● **TASK DESCRIPTION**: Please print, unchanged, the part of the entries that opens with the line containing "the mammoth front" and continues through the end of the entries, including that first line.

(Point annotation dataset entries)
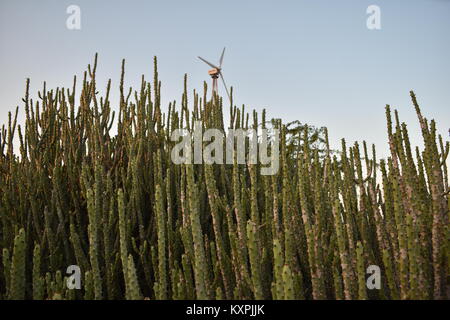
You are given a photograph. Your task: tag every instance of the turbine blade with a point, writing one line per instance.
(225, 85)
(221, 58)
(208, 63)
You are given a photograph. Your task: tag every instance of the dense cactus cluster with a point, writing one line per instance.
(141, 227)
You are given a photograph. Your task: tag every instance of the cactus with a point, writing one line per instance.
(138, 225)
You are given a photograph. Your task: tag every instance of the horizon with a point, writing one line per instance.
(316, 63)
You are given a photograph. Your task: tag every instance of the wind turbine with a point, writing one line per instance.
(215, 73)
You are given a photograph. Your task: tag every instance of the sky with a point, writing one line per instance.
(310, 60)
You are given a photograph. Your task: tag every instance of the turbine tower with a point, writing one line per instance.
(215, 73)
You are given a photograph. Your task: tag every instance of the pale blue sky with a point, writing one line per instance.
(313, 60)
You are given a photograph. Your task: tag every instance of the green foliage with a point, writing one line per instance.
(77, 191)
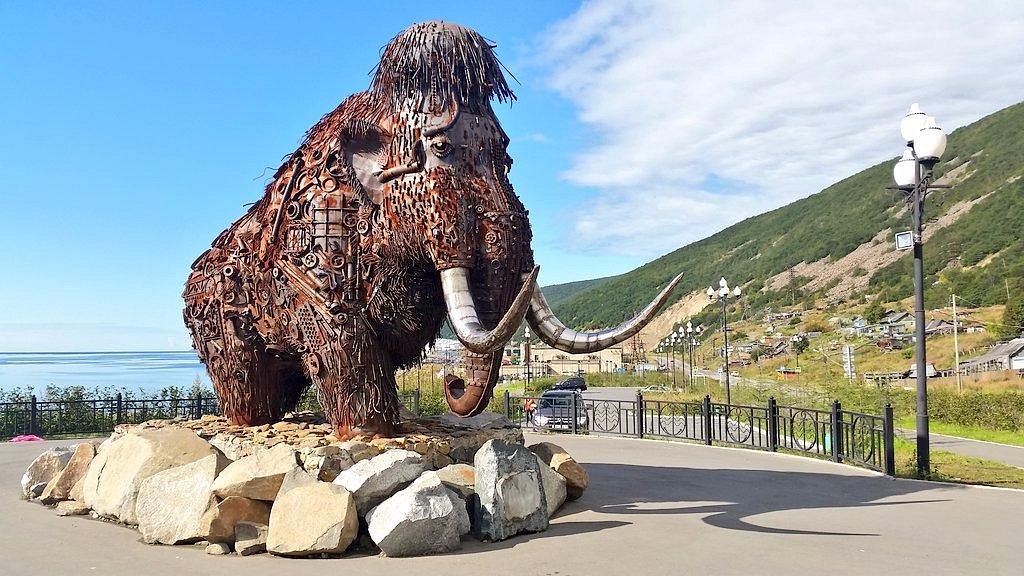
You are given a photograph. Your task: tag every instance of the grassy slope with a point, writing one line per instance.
(846, 214)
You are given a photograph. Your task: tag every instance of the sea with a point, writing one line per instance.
(136, 371)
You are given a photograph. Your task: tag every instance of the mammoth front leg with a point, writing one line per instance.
(356, 386)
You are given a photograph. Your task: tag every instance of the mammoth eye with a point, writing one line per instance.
(441, 148)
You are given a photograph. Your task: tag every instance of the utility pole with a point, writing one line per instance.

● **RESPONSE TO THIS EXERCISE**:
You are given a photograph. Your task: tag every instance of the mammoth front leg with a point, writing one line per instance.
(356, 386)
You are given a photograph. Your task: tag every instance of the mammoth eye with a point, writing one line per instance.
(441, 148)
You are given a photograph. Your task: tag every instance of the utility pole with a point, writing one line per instance.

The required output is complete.